═════ Data listing ═════
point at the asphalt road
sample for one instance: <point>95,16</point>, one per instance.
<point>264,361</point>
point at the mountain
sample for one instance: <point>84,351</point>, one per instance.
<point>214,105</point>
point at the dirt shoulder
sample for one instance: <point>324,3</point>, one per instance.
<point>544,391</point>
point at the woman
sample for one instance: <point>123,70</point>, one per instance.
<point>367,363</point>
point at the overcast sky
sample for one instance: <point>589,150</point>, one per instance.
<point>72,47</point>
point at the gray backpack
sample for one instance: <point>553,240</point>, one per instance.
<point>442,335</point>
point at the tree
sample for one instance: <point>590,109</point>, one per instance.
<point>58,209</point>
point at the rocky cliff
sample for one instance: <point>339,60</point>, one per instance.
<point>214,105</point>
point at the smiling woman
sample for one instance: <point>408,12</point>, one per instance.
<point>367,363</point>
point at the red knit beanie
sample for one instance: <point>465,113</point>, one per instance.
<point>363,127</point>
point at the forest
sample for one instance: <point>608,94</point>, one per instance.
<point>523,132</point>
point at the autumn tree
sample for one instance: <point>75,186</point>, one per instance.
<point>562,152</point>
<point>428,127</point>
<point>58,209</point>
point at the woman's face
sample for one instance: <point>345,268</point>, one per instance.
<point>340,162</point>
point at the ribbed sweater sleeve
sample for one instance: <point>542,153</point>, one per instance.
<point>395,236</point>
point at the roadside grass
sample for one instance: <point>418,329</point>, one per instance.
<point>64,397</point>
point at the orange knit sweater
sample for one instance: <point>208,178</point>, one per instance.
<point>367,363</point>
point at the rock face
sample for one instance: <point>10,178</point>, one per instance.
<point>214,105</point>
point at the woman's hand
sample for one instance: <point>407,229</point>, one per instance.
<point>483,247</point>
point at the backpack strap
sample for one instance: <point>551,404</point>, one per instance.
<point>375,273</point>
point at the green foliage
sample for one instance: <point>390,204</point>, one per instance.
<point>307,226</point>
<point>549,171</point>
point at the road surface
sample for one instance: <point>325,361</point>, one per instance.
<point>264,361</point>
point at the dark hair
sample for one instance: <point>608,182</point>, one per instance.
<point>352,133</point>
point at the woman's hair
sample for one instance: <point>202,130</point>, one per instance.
═════
→ **Exercise**: Quote in full each line from the top of the records above through the line with "point at the rocky cliff"; stop after that line.

→ **Exercise solution**:
point at the asphalt road
sample for one instance: <point>95,16</point>, one per instance.
<point>264,361</point>
point at the mountain
sample for one instance: <point>84,351</point>, one per instance.
<point>214,105</point>
point at the dirt shoulder
sample for one instance: <point>324,3</point>, one per instance.
<point>544,391</point>
point at the woman
sample for one instance: <point>123,70</point>, one per instance.
<point>367,363</point>
point at the overcast sky
sample for one instance: <point>589,150</point>, one per instance.
<point>72,47</point>
point at the gray backpack
sample for one instance: <point>553,240</point>, one per instance.
<point>442,335</point>
point at the tree
sample for one instance: <point>590,109</point>, one per instance.
<point>58,209</point>
point at the rocky cliff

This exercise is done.